» The request: Which lines of the listing below contain the string "cloud", with case counting? Show each of those lines in full.

--- start Exercise inputs ---

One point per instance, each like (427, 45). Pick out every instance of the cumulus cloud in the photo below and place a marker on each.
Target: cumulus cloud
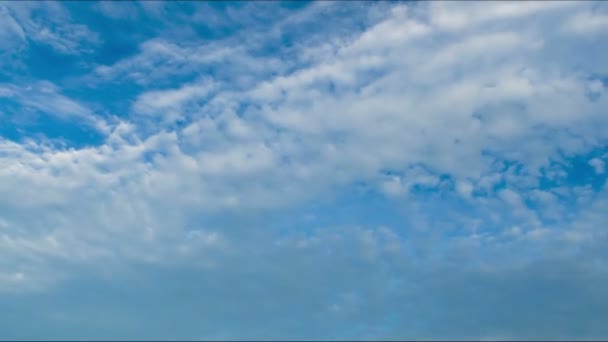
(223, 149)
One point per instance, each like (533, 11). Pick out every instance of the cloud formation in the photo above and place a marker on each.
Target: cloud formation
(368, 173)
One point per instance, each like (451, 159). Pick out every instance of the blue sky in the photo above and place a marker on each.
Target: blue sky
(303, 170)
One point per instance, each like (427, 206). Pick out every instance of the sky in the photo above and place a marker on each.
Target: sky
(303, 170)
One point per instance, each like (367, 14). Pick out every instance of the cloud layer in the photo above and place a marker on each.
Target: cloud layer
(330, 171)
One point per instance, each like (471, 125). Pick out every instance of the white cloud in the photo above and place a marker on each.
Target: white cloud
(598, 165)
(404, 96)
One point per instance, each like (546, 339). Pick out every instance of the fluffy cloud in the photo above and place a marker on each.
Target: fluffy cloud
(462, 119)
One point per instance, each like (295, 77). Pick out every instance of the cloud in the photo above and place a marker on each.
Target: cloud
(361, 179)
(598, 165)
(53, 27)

--- end Exercise inputs ---
--- start Exercise inputs ---

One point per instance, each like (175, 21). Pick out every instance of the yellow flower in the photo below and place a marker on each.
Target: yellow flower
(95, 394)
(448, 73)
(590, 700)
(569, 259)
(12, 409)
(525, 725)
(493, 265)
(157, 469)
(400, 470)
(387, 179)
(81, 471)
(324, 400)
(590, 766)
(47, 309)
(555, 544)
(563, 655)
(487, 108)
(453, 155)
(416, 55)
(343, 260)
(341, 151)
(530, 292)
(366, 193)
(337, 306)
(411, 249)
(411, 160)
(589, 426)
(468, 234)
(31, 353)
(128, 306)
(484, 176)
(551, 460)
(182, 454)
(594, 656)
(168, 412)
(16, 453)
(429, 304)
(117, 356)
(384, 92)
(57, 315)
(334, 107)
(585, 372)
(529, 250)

--- end Exercise inputs ---
--- start Exercise inputs ---

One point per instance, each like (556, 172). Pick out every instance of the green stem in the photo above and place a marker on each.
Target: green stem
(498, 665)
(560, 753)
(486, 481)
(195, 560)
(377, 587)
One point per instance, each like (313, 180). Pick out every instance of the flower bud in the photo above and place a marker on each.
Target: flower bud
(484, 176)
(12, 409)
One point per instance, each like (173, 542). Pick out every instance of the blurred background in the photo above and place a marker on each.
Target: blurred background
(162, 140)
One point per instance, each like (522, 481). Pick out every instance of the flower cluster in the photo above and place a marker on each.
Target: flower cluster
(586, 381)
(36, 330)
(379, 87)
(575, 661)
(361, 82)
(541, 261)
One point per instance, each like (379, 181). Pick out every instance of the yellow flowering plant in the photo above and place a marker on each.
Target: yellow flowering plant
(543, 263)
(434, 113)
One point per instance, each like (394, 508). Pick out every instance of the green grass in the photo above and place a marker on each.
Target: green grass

--- end Exercise inputs ---

» Answer to this problem:
One point per instance, each like (427, 45). Pick out every instance of the cumulus cloud in the photo below and place a marker on each.
Target: cumulus cloud
One point per instance, each like (533, 11). Pick out every instance of the cloud formation in the photo above and place a marker on each.
Target: cloud formation
One point per instance, each like (367, 14). Pick out every instance of the cloud layer in the photo above and place a marker on each.
Target: cloud layer
One point per instance, each like (471, 125). Pick out every instance of the white cloud in the photo above and place a marker on each.
Target: white cloud
One point per instance, each like (546, 339). Pick out every instance of the fluffy cloud in the photo above and place a marker on each.
Target: fluffy cloud
One point per instance, each like (295, 77). Pick out every instance of the cloud in the photo above and place a marker on each.
Target: cloud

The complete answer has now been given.